**Testo da esaminare**
::::::::::

Al di là dei commenti, che si sprecheranno – già abbondavano cinque minuti dopo la sentenza – quel che c’è da sottolineare, alla conclusione di una vicenda amara che in troppi hanno cercato, ciascuno per il proprio interesse, di buttare in farsa, è la sostanza che ne emerge. E, con essa, la lezione che tutti ne dovrebbero trarre. A iniziare dal fatto che, come sottolineato dal portavoce vaticano padre Federico Lombardi nella nota di accompagnamento alla sentenza, questo processo «andava fatto». Non per la “stizza” di aver visto pubblicati documenti che avrebbero dovuto rimanere riservati, e dunque, indirettamente, “processare” una libertà di stampa ritenuta “scomoda”, nello specifico, dal Vaticano, ma per rispetto di una legge precisa del 2013 nata per contrastare certe maligne fughe di notizie. Legge, per inciso, analoga a quelle simili che esistono in tutto il mondo, ma che – mai capito in base a quale principio – per il Vaticano non dovrebbe valere.

::::::::::

**Estratti di dati**
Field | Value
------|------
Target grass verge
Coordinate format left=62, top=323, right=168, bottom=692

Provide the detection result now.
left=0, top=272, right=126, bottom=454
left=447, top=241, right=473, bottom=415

::::::::::

**Attività 1**
Come si traduce in inglese questa frase del testo da esaminare: «Legge, per inciso, analoga a quelle simili che esistono in tutto il mondo, ma che – mai capito in base a quale principio – per il Vaticano non dovrebbe valere.»?
**Attività 2**
Quali sono tutte le parole o espressioni racchiuse tra virgolette, di qualsiasi tipo, nel testo da esaminare?
**Attività 3**
Rispondi in base al testo da esaminare:
(a) Chi è il portavoce vaticano citato?
(b) Di quale anno è la legge menzionata?
(c) Per contrastare che cosa è nata quella legge?

**Risultato 1**
A law, incidentally, similar to comparable ones that exist all over the world, but which (on what principle, I have never understood) supposedly should not apply to the Vatican.

**Risultato 2**
«andava fatto»
“stizza”
“processare”
“scomoda”

**Risultato 3**
(a) Padre Federico Lombardi.
(b) Del 2013.
(c) Certe maligne fughe di notizie.